═══ Records for the exercise ═══
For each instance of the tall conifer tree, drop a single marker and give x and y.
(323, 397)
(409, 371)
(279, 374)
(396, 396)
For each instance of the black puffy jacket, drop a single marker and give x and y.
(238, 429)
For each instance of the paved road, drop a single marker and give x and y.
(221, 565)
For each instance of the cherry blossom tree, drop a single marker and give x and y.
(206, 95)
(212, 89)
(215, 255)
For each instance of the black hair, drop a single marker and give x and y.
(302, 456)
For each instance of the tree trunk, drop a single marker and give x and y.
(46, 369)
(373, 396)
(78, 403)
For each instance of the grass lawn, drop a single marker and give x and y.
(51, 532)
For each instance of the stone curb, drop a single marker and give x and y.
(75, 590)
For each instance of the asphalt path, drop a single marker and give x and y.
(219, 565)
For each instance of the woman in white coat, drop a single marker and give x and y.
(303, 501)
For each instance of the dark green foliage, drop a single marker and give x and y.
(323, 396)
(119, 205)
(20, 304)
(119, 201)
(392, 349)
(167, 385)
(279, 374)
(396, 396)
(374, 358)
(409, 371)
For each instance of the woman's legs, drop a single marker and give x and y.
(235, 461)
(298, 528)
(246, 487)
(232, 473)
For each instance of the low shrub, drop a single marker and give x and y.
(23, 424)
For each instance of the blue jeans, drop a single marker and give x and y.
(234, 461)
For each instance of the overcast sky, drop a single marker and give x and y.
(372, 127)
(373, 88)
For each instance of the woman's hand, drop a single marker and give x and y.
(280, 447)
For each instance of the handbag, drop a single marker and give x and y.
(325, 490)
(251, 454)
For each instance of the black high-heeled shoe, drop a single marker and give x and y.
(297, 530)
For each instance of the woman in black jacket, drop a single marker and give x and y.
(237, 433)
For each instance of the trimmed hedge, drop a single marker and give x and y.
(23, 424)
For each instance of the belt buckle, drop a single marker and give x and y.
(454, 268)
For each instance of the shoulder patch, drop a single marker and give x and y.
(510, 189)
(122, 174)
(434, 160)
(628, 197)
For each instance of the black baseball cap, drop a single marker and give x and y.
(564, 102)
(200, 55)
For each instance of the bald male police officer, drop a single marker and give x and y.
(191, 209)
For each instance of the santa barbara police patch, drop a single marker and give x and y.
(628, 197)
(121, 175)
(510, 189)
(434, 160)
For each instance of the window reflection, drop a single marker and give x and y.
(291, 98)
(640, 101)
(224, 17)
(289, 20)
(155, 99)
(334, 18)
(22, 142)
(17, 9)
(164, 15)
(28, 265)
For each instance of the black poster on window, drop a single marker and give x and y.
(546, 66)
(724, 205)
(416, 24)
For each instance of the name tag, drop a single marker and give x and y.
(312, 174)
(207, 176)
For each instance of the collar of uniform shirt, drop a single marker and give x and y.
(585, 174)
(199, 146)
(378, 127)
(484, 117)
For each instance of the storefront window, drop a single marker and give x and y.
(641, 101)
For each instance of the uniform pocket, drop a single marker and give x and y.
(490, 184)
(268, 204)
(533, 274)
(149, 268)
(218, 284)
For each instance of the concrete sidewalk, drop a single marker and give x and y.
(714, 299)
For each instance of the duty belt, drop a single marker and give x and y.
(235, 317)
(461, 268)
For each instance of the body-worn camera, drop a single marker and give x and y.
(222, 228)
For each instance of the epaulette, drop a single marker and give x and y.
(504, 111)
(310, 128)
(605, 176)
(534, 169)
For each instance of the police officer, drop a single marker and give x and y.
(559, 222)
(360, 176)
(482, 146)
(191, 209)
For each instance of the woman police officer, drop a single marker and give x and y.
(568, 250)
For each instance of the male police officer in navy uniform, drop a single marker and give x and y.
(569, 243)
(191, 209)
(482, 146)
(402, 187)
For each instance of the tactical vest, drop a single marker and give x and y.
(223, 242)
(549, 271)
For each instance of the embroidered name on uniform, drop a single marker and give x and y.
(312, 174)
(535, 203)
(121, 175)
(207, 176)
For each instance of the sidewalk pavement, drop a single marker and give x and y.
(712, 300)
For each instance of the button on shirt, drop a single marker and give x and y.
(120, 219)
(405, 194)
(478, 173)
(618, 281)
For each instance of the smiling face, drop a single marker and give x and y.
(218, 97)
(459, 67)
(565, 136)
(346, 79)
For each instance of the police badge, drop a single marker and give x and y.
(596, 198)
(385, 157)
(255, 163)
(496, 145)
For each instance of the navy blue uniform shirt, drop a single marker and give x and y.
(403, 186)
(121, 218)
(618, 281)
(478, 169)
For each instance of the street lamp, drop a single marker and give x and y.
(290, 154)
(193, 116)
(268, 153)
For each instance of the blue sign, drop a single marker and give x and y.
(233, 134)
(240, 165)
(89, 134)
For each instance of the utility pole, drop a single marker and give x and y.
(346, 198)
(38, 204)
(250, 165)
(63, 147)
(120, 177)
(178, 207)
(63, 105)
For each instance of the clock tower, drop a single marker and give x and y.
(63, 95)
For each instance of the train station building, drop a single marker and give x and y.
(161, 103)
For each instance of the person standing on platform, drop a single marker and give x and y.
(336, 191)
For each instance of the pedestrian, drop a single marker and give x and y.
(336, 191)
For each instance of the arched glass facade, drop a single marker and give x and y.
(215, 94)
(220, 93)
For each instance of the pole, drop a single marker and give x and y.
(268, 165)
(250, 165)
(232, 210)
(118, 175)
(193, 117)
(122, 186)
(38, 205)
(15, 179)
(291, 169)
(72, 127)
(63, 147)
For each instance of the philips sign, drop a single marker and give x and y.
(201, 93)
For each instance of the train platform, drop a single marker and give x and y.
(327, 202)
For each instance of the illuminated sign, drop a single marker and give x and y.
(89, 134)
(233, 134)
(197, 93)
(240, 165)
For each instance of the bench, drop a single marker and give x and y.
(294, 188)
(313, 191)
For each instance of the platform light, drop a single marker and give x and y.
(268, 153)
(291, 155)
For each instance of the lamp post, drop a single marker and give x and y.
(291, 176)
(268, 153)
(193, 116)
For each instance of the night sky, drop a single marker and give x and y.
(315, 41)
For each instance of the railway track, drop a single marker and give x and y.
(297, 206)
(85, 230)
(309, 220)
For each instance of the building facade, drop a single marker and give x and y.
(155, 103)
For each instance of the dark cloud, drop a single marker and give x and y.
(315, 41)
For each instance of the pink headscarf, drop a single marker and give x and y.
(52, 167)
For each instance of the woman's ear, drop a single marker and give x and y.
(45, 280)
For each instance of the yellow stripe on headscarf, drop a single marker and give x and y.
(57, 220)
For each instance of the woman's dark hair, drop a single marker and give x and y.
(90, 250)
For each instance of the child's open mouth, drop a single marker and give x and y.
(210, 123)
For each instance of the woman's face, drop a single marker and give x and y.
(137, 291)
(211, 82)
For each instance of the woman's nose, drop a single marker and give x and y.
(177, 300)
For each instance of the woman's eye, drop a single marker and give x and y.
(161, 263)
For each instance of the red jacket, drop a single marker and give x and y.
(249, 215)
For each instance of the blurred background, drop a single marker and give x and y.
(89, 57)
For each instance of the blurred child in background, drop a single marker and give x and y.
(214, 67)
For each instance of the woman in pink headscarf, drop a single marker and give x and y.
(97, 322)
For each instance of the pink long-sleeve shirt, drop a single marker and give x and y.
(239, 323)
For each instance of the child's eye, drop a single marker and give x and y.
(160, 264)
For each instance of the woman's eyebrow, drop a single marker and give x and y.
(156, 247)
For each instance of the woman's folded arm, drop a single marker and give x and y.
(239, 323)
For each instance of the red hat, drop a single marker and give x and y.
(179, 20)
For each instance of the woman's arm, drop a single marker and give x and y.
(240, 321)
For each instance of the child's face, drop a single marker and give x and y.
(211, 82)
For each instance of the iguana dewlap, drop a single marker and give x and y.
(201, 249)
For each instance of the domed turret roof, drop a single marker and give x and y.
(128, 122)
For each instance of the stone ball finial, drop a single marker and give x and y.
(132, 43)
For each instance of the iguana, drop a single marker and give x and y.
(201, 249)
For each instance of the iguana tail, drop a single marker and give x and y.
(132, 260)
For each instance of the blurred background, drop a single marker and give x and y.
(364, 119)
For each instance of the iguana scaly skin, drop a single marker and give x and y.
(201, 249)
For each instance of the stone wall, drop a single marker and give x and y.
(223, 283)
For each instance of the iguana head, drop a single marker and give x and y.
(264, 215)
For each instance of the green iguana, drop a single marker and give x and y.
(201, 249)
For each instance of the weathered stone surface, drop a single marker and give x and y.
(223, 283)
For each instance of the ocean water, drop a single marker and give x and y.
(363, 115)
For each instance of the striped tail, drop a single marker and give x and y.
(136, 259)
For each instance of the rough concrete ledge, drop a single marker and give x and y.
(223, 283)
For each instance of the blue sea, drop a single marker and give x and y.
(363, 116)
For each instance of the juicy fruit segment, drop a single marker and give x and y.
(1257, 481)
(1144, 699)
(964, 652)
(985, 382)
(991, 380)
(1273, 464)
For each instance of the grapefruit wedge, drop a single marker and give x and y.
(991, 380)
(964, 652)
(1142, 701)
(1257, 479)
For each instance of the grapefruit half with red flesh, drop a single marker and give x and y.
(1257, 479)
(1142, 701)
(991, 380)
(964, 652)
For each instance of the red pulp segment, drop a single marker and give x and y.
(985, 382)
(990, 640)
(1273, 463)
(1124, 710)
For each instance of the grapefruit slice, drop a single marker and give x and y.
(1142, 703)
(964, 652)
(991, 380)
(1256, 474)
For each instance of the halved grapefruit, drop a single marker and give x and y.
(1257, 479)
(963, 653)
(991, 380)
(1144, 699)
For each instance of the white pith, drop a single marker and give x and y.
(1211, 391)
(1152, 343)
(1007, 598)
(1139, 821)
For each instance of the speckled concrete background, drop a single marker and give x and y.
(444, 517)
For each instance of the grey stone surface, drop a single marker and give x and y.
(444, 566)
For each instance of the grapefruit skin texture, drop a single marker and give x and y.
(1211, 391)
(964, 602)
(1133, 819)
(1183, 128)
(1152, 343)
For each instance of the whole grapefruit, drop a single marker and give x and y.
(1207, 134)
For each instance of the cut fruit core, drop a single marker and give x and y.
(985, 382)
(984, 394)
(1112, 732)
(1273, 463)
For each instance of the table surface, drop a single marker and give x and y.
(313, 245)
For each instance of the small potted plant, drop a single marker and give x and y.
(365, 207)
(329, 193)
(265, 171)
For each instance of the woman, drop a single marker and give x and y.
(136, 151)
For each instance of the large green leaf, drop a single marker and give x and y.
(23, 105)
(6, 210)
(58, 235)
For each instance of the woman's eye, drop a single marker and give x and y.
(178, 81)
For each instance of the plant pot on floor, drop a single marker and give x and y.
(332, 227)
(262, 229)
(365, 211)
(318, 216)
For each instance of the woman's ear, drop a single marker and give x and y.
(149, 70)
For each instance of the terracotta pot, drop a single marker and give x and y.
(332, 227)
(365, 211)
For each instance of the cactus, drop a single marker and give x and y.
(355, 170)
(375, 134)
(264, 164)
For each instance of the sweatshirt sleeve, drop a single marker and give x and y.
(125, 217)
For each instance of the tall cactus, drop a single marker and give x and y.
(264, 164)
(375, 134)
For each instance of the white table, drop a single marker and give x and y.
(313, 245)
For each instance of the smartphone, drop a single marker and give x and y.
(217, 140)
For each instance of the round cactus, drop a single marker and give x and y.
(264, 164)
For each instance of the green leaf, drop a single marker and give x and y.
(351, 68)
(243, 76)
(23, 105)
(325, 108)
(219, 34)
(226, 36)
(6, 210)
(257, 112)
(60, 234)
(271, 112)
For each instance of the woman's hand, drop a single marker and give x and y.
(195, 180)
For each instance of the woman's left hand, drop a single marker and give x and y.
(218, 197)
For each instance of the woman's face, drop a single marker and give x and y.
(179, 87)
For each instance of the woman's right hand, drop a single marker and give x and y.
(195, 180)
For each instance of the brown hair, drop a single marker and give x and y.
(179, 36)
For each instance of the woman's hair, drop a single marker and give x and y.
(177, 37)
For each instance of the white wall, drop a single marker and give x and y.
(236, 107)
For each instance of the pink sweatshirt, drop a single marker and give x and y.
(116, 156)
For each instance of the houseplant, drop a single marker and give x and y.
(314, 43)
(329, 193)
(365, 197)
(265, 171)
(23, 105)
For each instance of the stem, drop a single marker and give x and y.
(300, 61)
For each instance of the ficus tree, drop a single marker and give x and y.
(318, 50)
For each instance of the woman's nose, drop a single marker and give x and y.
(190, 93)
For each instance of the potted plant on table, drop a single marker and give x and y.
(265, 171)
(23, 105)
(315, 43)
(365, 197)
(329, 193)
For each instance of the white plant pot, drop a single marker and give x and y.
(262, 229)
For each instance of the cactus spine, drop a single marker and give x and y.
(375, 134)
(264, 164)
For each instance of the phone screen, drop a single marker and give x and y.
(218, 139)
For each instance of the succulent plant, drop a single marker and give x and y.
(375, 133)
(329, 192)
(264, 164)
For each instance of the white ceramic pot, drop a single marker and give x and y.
═══
__Written request__
Give again the lines from the line holding "For each instance of the potted" through the close of the listing, both included, exactly as written and with nothing else.

__Solved problem__
For each instance of the potted plant on table, drop a single marker and give x and y.
(265, 171)
(23, 105)
(315, 43)
(365, 197)
(329, 193)
For each instance of the white plant pot, drop a single marker and give x and y.
(262, 229)
For each instance of the cactus spine, drop a single marker and give x and y.
(375, 134)
(264, 164)
For each instance of the phone screen, drop a single marker and give x and y.
(218, 139)
For each instance of the succulent plant, drop a single marker and give x and y.
(375, 133)
(329, 192)
(264, 164)
For each instance of the white ceramic pot, drop a single marker and give x and y.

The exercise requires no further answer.